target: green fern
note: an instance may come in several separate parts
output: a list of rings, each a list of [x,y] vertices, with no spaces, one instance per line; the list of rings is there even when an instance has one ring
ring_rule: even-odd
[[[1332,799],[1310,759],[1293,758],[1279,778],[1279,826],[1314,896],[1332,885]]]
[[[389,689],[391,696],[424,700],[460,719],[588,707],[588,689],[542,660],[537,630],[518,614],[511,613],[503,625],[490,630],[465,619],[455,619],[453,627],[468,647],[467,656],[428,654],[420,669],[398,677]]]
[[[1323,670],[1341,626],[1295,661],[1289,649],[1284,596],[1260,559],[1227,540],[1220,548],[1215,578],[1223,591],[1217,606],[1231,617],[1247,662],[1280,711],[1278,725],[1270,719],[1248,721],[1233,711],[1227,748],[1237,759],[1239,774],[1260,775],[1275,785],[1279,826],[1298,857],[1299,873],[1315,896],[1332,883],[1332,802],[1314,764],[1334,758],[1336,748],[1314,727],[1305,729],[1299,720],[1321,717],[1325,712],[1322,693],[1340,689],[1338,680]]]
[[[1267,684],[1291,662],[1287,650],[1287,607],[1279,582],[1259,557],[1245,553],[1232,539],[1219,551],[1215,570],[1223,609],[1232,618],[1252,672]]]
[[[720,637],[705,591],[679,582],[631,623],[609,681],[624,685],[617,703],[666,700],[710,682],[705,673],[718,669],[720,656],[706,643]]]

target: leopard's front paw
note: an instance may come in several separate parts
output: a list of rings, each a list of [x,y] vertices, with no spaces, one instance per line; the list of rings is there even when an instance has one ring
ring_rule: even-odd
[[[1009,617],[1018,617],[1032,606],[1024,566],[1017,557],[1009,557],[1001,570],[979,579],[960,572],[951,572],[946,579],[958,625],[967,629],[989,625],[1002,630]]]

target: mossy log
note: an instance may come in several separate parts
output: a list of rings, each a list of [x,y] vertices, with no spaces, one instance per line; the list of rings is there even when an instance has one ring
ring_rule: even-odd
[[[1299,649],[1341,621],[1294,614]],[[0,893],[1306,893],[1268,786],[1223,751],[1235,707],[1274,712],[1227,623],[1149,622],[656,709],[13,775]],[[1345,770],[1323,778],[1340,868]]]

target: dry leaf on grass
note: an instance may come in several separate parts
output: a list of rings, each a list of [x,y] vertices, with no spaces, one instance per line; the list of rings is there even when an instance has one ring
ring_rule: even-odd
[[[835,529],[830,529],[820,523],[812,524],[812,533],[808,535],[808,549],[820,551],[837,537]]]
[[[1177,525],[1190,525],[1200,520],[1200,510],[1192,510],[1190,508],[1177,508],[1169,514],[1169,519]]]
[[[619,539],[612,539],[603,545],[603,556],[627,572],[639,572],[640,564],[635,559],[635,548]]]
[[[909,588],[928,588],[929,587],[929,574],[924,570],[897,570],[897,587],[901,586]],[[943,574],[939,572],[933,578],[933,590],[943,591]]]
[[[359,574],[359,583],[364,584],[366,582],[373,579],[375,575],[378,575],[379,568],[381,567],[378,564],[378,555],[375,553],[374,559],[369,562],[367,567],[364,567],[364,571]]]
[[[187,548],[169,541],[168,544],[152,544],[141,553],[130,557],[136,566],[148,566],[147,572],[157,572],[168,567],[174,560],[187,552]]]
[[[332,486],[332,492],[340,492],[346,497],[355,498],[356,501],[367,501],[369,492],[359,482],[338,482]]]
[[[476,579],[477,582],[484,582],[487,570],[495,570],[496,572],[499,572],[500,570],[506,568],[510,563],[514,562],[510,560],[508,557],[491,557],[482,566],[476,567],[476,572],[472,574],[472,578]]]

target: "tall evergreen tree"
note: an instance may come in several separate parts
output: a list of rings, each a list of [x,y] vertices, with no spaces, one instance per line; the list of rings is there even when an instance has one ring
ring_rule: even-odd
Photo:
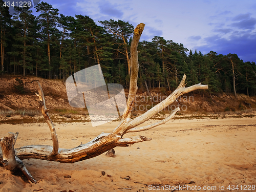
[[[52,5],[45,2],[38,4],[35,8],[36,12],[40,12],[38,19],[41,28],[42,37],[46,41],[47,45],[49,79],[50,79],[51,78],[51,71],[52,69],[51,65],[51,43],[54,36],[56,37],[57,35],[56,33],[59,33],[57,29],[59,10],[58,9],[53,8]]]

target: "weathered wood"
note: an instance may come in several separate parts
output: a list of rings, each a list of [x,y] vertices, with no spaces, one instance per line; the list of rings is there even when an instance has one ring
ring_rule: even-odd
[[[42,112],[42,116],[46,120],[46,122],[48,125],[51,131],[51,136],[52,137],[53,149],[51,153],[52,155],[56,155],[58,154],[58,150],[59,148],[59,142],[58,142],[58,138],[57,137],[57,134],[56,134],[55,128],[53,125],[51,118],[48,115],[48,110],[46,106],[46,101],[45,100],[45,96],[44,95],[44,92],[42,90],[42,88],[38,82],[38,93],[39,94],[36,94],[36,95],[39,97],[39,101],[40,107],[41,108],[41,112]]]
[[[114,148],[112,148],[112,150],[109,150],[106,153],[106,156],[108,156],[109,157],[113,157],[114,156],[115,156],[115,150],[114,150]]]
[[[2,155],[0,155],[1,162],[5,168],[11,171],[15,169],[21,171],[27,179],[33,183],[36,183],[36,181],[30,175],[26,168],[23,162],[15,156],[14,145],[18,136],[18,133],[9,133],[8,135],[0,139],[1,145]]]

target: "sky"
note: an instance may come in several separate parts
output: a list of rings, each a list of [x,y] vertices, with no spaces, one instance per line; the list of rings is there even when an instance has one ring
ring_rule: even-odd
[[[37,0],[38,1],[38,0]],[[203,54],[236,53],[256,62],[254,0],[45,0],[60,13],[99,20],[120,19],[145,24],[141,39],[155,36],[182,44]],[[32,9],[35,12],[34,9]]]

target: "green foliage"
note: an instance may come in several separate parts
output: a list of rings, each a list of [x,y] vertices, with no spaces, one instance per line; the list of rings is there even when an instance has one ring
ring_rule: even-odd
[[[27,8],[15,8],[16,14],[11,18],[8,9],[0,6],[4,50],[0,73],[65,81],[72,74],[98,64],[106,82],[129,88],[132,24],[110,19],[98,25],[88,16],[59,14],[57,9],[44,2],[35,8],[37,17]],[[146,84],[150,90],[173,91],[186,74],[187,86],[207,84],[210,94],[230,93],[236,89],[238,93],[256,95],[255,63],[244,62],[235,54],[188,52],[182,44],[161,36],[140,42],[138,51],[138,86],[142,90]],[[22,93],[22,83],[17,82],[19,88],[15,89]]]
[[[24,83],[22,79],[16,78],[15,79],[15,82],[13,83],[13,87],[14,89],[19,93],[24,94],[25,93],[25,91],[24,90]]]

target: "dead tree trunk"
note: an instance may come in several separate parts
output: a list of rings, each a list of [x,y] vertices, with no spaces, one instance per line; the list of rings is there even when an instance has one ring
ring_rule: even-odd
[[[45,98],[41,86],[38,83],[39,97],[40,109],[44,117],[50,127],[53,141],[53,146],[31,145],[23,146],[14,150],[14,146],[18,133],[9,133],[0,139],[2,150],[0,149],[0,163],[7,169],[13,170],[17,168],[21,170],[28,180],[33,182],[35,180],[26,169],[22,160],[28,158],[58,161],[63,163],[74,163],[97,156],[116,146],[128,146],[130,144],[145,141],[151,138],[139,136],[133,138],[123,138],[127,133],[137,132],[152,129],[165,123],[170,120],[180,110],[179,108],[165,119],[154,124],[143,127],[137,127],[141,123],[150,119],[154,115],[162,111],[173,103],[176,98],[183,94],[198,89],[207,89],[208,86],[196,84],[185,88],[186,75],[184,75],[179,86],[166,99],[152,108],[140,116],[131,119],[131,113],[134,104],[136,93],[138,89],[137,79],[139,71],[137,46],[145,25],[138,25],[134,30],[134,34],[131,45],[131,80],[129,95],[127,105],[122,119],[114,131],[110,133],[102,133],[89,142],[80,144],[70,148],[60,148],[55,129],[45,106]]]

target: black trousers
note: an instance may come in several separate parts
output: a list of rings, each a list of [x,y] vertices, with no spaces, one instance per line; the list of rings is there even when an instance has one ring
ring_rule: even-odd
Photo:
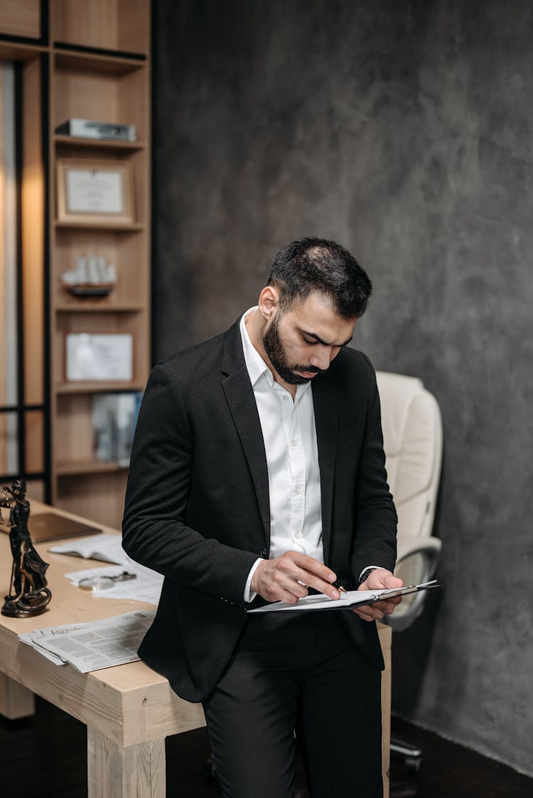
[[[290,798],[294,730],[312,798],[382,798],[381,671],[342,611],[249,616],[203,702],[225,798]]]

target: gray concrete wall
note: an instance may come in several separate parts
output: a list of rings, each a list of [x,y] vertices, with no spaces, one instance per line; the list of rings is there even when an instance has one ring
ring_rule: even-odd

----------------

Everything from the line with "target: black trousers" through the final line of the records above should be written out exactly, minus the pictures.

Solution to this problem:
target: black trousers
note: an instance may come in several separate parts
output: a list of rings, each a list of [x,y] vertices, with no spaces, one instance per line; the list of rings is there even when an instance has one ring
ring_rule: even-odd
Photo:
[[[290,798],[294,730],[312,798],[382,798],[381,671],[342,611],[249,616],[203,702],[225,798]]]

target: gray concrete wall
note: an instance may come in several separate parts
output: a list of rings, each a list of [x,y] vertices, with no spaces, one instance per line; the list of rings is there even when an instance has one ring
ring_rule: even-odd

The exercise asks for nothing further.